begin Working data

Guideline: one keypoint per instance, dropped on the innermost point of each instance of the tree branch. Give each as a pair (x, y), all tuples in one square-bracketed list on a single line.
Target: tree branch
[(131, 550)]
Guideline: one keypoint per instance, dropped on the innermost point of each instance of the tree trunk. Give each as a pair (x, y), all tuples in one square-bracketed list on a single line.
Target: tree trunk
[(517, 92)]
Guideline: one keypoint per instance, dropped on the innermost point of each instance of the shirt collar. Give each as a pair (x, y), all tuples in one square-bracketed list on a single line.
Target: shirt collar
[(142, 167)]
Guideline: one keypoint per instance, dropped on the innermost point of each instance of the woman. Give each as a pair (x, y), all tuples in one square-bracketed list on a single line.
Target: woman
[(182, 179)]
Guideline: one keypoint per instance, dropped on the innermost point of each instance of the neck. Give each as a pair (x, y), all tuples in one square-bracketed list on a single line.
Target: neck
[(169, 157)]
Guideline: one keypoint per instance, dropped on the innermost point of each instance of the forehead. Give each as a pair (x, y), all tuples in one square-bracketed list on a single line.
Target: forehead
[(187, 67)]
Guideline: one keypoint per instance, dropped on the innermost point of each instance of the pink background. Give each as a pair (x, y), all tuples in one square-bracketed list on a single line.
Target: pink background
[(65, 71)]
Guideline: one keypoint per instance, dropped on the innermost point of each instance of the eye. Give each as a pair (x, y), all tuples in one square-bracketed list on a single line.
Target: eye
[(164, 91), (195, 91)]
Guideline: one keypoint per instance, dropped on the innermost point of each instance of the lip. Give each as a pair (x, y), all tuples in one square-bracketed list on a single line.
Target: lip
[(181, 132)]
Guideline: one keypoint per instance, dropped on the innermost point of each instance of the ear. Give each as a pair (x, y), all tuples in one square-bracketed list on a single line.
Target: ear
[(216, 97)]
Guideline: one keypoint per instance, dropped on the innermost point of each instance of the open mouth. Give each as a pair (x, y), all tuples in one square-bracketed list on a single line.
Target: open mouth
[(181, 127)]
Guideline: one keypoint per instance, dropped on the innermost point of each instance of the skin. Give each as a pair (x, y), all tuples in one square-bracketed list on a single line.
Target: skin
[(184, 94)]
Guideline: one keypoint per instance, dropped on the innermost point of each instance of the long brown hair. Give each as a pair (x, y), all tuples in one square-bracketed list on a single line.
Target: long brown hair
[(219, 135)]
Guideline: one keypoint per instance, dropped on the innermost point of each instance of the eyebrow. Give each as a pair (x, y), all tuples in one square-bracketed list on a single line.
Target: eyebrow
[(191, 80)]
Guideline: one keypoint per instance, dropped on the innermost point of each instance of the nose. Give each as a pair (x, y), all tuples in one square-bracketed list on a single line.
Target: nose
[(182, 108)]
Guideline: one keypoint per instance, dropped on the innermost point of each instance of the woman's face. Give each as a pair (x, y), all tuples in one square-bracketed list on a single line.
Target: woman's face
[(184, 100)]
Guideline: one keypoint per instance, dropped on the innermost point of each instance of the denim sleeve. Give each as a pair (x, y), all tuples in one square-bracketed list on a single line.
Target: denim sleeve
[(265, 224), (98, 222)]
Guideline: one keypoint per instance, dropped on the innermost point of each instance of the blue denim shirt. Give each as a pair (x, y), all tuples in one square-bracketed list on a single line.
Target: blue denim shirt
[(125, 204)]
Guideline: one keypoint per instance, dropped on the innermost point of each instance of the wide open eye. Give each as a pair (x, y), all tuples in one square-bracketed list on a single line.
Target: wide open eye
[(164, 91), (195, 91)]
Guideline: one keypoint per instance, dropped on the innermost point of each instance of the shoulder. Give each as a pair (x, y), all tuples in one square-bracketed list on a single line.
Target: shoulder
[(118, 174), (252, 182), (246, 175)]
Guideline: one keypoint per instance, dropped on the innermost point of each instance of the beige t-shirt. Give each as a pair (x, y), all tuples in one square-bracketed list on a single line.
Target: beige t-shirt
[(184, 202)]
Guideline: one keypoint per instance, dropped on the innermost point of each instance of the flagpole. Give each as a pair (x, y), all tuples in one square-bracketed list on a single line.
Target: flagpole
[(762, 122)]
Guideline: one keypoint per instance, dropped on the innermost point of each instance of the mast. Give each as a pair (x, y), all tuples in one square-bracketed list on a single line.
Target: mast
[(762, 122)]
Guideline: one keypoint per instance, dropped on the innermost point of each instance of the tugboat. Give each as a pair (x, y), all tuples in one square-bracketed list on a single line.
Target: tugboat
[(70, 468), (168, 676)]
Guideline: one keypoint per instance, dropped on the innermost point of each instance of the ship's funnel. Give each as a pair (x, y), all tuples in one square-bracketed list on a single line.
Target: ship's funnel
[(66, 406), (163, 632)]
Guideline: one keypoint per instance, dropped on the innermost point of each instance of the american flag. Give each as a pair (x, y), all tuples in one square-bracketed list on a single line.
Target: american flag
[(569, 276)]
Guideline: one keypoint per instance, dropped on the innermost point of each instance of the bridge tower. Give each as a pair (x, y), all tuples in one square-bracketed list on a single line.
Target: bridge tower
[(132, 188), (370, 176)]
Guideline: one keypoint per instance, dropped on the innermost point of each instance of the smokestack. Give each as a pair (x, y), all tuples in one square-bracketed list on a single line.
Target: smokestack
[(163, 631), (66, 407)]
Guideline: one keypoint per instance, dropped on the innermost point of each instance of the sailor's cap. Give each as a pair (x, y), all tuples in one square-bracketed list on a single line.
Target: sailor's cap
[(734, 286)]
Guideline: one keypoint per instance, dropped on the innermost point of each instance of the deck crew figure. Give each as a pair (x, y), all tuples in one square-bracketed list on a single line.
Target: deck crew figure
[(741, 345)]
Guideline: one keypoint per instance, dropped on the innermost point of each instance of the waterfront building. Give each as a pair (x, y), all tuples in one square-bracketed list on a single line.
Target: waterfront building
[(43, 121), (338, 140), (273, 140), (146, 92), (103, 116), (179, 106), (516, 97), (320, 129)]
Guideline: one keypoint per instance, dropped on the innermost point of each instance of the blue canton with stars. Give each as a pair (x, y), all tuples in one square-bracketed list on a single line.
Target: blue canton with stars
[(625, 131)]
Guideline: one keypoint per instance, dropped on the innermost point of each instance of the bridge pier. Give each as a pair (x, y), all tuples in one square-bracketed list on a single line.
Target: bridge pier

end Working data

Copy out the lines starting at the one containing "of the mast." and ending at the one containing "[(70, 468), (168, 676)]", inclusive.

Guideline: one keypoint per instance, dropped on the innermost point of each instance of the mast. Give each as a pair (x, y), all tuples in one square-bracketed list on a single line.
Target: mast
[(762, 122)]
Guideline: one keypoint per instance, dropped on the innermost point of each instance of the tugboat. Give each as a pair (x, y), all tuples in one square-bracketed list on a single line.
Target: tugboat
[(70, 468), (168, 676)]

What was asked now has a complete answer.